Exercise:
All the entries below should be reproduced exactly.

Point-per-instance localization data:
● ● ● ●
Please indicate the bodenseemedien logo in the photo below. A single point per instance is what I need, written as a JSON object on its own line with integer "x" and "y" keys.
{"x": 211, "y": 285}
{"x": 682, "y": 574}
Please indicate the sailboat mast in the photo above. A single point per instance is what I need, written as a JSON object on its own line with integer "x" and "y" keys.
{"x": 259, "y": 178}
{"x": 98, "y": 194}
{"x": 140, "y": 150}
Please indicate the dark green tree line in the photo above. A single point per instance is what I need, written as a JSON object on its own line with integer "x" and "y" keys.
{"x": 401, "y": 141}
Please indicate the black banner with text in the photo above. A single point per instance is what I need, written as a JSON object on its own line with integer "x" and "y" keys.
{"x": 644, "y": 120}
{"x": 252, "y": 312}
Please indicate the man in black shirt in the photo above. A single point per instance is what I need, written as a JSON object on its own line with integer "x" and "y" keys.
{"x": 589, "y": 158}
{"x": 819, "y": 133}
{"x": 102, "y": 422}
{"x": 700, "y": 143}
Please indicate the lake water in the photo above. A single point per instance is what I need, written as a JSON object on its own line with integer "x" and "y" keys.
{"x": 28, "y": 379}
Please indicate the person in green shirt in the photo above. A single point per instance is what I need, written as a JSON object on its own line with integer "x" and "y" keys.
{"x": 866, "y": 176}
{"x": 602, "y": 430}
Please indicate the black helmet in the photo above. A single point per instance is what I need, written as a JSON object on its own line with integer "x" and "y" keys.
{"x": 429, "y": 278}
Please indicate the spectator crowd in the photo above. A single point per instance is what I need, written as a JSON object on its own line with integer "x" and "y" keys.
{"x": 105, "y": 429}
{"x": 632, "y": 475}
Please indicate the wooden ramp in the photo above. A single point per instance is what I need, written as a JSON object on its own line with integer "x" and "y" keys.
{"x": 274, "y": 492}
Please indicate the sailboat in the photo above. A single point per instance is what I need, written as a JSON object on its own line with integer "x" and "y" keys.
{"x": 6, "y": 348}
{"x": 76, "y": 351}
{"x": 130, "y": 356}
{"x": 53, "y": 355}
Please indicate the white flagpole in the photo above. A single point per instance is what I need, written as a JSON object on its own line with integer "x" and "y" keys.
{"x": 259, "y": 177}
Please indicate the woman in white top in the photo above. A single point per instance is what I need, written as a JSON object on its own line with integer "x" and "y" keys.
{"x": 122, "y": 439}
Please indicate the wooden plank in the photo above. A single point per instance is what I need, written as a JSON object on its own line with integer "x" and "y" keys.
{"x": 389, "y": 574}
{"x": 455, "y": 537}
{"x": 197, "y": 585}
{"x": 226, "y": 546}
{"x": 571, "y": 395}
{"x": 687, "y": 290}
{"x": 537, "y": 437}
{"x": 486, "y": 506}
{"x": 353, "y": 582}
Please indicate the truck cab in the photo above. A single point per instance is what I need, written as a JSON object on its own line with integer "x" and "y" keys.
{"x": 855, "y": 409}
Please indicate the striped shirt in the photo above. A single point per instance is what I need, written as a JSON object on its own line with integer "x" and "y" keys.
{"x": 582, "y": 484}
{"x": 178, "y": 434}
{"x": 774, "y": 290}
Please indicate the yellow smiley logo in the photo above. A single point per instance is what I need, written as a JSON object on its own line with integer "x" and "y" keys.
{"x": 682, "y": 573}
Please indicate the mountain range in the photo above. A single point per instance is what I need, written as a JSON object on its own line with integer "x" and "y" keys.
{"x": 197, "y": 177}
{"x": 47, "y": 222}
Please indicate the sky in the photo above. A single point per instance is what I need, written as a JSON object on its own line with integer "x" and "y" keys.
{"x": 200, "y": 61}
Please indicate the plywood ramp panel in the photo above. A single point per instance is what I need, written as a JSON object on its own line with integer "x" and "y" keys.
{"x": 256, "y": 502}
● ● ● ●
Solution for this problem:
Please indicate the bodenseemedien logo in the photo below. A single point per instance is what I need, written as a JSON object on its own line with integer "x" and "y" keys.
{"x": 211, "y": 285}
{"x": 682, "y": 574}
Please indicate the sailboat mast in the photo above. A single point per instance is what I need, written as a JSON object on its own line with integer "x" and "y" keys.
{"x": 259, "y": 178}
{"x": 98, "y": 194}
{"x": 140, "y": 150}
Please indicate the dark green tree line in the photo above. A single point per instance is what I need, written as a JSON object on its own line with integer "x" and "y" keys.
{"x": 401, "y": 141}
Please indicate the black banner with text in the photo above. A single point per instance is what I need, written as a JSON object on its own line with integer "x" and "y" keys.
{"x": 644, "y": 120}
{"x": 252, "y": 312}
Please indicate the man in black shirt in the photo above. A single point per instance is what I need, written as a JSON object on its own line with integer "x" and "y" keys.
{"x": 589, "y": 158}
{"x": 819, "y": 133}
{"x": 102, "y": 422}
{"x": 700, "y": 143}
Please indicate the lake water in the photo above. A single point per instance is what I need, written as a JSON object on its own line with integer "x" and "y" keys.
{"x": 28, "y": 379}
Please indicate the person in green shirt in the photo above. A single point per instance is what I need, written as a JSON object on its own line with integer "x" and "y" keys.
{"x": 866, "y": 176}
{"x": 602, "y": 430}
Please indicate the black helmet in the photo above. A single point per instance is what I need, written as a JSON object on its own line with integer "x" and "y" keys.
{"x": 429, "y": 278}
Please indicate the spectator crowd in the photo above. A single point per instance is what I need, written as a JSON object on its own line with integer "x" and "y" keys.
{"x": 105, "y": 429}
{"x": 632, "y": 475}
Please indicate the wooden ramp in the photo above. A single point per instance is what I need, written as a JSON object on its own line with integer "x" and "y" keys.
{"x": 274, "y": 492}
Please indicate the sailboat in the photo above. A single point per instance is what I need, written as a JSON object on its own line with integer "x" and "y" keys.
{"x": 6, "y": 348}
{"x": 76, "y": 351}
{"x": 130, "y": 356}
{"x": 53, "y": 355}
Please indicate the white flagpole in the photo above. A single point per instance is what I need, written as a JSON object on its own line with integer "x" and "y" keys.
{"x": 259, "y": 177}
Please indicate the woman in white top in the photo above. A single point per instance is what I need, written as a JSON object on its own line with integer "x" and "y" keys.
{"x": 122, "y": 439}
Please indicate the wooden plank in the photo above. A single point per instance is what I need, written as a JSON object on its own line with integer "x" and "y" keys.
{"x": 389, "y": 574}
{"x": 455, "y": 537}
{"x": 197, "y": 585}
{"x": 226, "y": 546}
{"x": 571, "y": 395}
{"x": 687, "y": 290}
{"x": 537, "y": 437}
{"x": 486, "y": 506}
{"x": 353, "y": 582}
Please indicate the truck cab in the photo above. A single point per instance is what I need, written as a JSON object on its own line with integer "x" and "y" keys.
{"x": 855, "y": 409}
Please indicate the striped shirt in the photo above. A single point per instance is what I need, written as a JSON object on its own line with integer "x" and "y" keys.
{"x": 582, "y": 484}
{"x": 178, "y": 434}
{"x": 774, "y": 290}
Please indicate the yellow smiley logo in the photo above. A single point per instance is what I need, written as a JSON object on its own line with integer "x" and "y" keys.
{"x": 682, "y": 573}
Please indicate the mountain range in the photo above. A single point per instance is what I need, written as a JSON object on its own line with integer "x" and "y" keys.
{"x": 197, "y": 177}
{"x": 47, "y": 222}
Please indicate the sky in the photo above. A single point per instance is what I need, written as a JSON object on its own line with integer "x" and "y" keys.
{"x": 200, "y": 61}
Please indicate the plywood ramp panel in the photo above. A single point per instance is what I need, written as a JSON object on its own line with integer "x" and "y" keys.
{"x": 256, "y": 502}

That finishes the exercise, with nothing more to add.